→ Testo estratto:
══════════════════════════════
Dai risultati emerge che ciò che interessa ef­fettivamente il bambino è il fatto di essere ama­to, e «sono coloro che amano che possono chia­marsi genitori» (testimonianza n. 1). Soltanto l'amore crea il rapporto genitori-figli (testimo­nianza n. 2), il sangue ha legami soltanto tramite l'amore.

 

5) L'informazione dell'adozione nei confronti del bambino si rende assolutamente necessaria.

In tutti i casi in cui i genitori hanno deciso di informare il bambino fin dall'inizio della sua si­tuazione, si sono osservate le stesse ripercus­sioni sul carattere: il bambino non ha provato alcun trauma, e parla con serenità e gioia di questa informazione e di quanto sia stata utile. Al contrario, è evidente che se anche i geni­tori fanno di tutto per nascondere la verità al bambino, questi se ne renderà conto da solo un giorno o l'altro. Le conseguenze sul comporta­mento il giorno della «scoperta» sono ugual­mente identiche: il trauma è violento, crea di­sturbi, stupore, smarrimento.

 

6) L'adozione è vissuta in certi casi dall'adot­tato come una sconfitta per dei motivi precisi:

- i genitori erano troppo anziani;

- i genitori hanno adottato per motivi perso­nali, per colmare un vuoto;

- gli è stata nascosta la sua condizione;

- il legame con la famiglia affidataria è stato troncato troppo bruscamente.

 

Termineremo questa sintesi con l'espressione dei desideri stessi degli adottati:

a) essi chiedono genitori giovani (test. n. 3);

b) chiedono che l'adozione cominci il più pre­sto possibile, in tenera età (test. n. 4);

c) chiedono che sia possibile lasciare il bam­bino in affidamento, se ciò lo fa felice (test. n. 5);

d) pensano che si debbano obbligare i geni­tori a informare i figli sulla situazione adozionale;

e) ed, infine, esprimono il desiderio che i re­sponsabili dei mass-media (radio, TV) ed i gior­nalisti prendano contatto con famiglie adottive o bimbi adottati allo scopo di essere più infor­mati sull'argomento.

Non ci sembra infine possibile trarre risultati importanti riguardo agli adottati da madri nubili, o dei bimbi di colore, a causa del numero relati­vamente scarso delle risposte.

 

Alcune testimonianze

N. 1 (maschio): «I veri genitori, per un bam­bino adottato, non sono coloro che lo hanno crea­to, ma coloro che lo hanno cresciuto, che hanno sofferto per lui quando aveva problemi o diffi­coltà di qualsiasi genere».
══════════════════════════════
Voci di annotazione dei riquadri di delimitazione:
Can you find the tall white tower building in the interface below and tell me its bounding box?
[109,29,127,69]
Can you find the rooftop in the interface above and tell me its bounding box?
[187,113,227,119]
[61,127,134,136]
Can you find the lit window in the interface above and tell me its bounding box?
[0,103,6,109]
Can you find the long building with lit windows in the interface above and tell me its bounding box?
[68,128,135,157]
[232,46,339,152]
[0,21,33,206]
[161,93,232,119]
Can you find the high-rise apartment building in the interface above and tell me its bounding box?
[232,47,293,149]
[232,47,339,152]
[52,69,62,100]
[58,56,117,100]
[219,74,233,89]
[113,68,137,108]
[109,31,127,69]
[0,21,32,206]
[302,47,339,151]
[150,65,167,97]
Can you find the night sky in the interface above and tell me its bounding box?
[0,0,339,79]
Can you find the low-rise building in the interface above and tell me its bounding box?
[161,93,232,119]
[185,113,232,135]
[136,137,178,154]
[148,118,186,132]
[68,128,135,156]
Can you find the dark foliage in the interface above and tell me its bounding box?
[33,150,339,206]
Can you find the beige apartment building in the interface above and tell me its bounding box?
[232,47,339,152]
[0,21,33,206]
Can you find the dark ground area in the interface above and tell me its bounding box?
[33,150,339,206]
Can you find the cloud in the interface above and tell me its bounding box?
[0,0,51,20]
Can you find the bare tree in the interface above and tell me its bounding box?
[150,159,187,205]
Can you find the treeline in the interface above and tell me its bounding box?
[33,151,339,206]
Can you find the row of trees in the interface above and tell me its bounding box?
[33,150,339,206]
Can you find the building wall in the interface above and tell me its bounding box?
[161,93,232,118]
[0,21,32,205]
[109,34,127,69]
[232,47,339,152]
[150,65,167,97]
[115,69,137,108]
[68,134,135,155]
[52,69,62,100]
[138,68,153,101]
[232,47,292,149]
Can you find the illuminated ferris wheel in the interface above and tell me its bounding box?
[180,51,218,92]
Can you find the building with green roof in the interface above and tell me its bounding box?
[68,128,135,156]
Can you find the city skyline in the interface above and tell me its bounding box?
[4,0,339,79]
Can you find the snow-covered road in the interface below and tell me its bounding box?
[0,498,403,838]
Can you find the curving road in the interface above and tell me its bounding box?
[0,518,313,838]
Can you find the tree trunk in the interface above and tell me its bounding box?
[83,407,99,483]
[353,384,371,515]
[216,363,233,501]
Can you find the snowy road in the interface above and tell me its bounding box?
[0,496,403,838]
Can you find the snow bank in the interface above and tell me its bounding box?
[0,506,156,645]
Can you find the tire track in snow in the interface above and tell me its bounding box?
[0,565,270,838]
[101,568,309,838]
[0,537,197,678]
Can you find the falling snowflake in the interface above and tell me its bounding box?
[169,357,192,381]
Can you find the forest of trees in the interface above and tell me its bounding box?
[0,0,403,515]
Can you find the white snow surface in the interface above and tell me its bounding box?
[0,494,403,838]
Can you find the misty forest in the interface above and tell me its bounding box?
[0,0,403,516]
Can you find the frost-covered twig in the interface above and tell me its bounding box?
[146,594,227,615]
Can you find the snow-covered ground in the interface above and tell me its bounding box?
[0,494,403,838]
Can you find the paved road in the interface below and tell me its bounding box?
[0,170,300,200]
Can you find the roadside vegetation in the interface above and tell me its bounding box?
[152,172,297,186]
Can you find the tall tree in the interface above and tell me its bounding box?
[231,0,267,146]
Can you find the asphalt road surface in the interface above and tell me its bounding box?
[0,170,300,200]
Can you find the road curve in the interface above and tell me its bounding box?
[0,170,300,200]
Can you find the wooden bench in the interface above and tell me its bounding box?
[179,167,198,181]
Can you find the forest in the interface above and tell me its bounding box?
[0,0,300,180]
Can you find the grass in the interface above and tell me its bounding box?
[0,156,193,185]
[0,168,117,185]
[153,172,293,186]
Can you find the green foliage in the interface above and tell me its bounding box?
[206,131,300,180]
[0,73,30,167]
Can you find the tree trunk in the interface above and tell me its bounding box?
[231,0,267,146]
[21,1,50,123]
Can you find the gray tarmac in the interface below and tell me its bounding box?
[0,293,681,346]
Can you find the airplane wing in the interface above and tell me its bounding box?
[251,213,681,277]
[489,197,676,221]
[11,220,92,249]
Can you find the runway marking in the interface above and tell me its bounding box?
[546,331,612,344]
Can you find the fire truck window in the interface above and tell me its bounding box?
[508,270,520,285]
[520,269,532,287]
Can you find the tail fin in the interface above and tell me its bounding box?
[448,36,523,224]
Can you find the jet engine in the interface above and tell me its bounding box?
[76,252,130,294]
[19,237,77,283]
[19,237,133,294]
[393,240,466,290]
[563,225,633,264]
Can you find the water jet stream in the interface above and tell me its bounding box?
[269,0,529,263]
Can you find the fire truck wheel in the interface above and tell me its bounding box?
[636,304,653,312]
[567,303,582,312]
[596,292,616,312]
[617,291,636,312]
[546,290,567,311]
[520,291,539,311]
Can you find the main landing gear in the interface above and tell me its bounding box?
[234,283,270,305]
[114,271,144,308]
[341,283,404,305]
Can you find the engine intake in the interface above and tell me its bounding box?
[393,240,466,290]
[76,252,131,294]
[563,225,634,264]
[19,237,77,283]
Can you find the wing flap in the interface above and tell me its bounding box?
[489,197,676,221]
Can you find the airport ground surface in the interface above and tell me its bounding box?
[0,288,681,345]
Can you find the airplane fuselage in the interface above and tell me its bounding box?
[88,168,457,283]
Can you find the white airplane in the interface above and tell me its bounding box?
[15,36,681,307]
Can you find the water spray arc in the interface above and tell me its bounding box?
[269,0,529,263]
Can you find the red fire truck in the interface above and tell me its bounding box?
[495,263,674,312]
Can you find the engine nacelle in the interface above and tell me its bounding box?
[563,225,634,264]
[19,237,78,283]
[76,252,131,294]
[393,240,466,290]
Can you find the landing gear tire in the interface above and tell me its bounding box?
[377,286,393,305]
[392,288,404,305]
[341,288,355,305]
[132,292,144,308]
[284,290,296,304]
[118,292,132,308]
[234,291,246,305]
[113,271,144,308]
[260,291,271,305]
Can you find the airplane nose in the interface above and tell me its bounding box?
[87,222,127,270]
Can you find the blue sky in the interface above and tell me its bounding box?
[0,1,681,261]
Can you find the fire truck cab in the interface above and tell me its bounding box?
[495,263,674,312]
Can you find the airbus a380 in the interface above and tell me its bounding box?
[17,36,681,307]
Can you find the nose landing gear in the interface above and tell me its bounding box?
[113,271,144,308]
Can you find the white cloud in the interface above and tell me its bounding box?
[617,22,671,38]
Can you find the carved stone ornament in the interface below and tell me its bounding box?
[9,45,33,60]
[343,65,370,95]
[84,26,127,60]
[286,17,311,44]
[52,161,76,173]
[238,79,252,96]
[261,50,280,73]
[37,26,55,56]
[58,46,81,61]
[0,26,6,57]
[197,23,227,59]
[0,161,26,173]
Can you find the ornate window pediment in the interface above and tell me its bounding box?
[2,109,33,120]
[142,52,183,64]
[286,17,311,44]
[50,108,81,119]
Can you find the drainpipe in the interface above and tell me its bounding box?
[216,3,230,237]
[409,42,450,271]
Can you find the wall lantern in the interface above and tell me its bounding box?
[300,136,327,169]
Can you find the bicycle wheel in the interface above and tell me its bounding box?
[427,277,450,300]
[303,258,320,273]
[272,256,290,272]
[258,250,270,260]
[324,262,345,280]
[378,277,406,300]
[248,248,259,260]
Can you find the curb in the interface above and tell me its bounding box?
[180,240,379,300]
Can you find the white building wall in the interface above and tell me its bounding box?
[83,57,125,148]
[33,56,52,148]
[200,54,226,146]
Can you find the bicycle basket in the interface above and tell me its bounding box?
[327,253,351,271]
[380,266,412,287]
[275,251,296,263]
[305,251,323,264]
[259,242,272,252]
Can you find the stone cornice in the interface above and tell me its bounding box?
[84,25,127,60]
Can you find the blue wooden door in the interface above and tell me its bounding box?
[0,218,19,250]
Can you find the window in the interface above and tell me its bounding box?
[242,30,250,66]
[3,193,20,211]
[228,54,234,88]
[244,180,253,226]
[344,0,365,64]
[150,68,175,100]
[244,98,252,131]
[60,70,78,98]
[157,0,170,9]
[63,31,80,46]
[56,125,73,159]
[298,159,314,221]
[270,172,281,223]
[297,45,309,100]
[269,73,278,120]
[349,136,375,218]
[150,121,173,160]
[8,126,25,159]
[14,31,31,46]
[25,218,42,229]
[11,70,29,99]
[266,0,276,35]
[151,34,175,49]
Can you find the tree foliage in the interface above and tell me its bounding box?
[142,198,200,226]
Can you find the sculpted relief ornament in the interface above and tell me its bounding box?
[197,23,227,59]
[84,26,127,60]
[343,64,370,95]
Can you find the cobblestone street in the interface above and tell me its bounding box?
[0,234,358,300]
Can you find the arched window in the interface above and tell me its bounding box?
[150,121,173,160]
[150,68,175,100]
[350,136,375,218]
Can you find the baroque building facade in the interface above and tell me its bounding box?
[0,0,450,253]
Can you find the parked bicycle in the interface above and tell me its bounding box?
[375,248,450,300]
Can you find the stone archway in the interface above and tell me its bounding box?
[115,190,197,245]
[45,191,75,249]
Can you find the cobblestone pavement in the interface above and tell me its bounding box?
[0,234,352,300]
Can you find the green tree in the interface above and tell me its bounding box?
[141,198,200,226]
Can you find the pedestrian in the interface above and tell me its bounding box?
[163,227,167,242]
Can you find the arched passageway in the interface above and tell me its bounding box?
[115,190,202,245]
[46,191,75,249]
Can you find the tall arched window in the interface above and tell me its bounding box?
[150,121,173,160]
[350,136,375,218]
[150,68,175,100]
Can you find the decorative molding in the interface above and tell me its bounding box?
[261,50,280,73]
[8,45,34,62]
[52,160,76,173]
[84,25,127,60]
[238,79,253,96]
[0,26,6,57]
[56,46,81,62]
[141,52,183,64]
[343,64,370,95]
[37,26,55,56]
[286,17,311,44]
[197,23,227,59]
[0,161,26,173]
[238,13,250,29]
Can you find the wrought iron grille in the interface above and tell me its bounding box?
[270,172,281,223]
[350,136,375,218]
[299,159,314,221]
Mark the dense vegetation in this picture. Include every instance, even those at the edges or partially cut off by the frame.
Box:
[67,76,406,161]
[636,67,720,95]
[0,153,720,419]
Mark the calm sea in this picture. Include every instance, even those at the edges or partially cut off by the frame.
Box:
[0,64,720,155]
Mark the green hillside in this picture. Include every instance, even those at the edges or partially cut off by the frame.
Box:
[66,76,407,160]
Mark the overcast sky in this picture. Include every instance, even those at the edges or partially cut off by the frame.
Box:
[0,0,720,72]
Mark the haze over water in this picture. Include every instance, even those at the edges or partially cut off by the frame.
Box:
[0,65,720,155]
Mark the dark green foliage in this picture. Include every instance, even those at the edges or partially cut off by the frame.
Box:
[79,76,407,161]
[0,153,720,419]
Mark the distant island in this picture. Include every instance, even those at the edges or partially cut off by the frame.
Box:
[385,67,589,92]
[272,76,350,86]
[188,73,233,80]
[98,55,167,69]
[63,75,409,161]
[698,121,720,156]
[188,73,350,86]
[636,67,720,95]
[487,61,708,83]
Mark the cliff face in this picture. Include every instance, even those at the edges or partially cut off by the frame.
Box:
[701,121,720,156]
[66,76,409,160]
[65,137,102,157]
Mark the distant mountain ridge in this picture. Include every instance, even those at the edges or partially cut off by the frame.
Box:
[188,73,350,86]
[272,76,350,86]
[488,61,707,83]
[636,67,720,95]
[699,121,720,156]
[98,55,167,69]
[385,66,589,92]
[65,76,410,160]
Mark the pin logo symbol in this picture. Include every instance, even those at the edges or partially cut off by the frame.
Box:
══════════════════════════════
→ Compito da svolgere: Secondo il testo estratto, quali conseguenze subisce il bambino il giorno della «scoperta» dell'adozione tenutagli nascosta?

→ Risultato corretto: Subisce un trauma violento, che crea disturbi, stupore e smarrimento.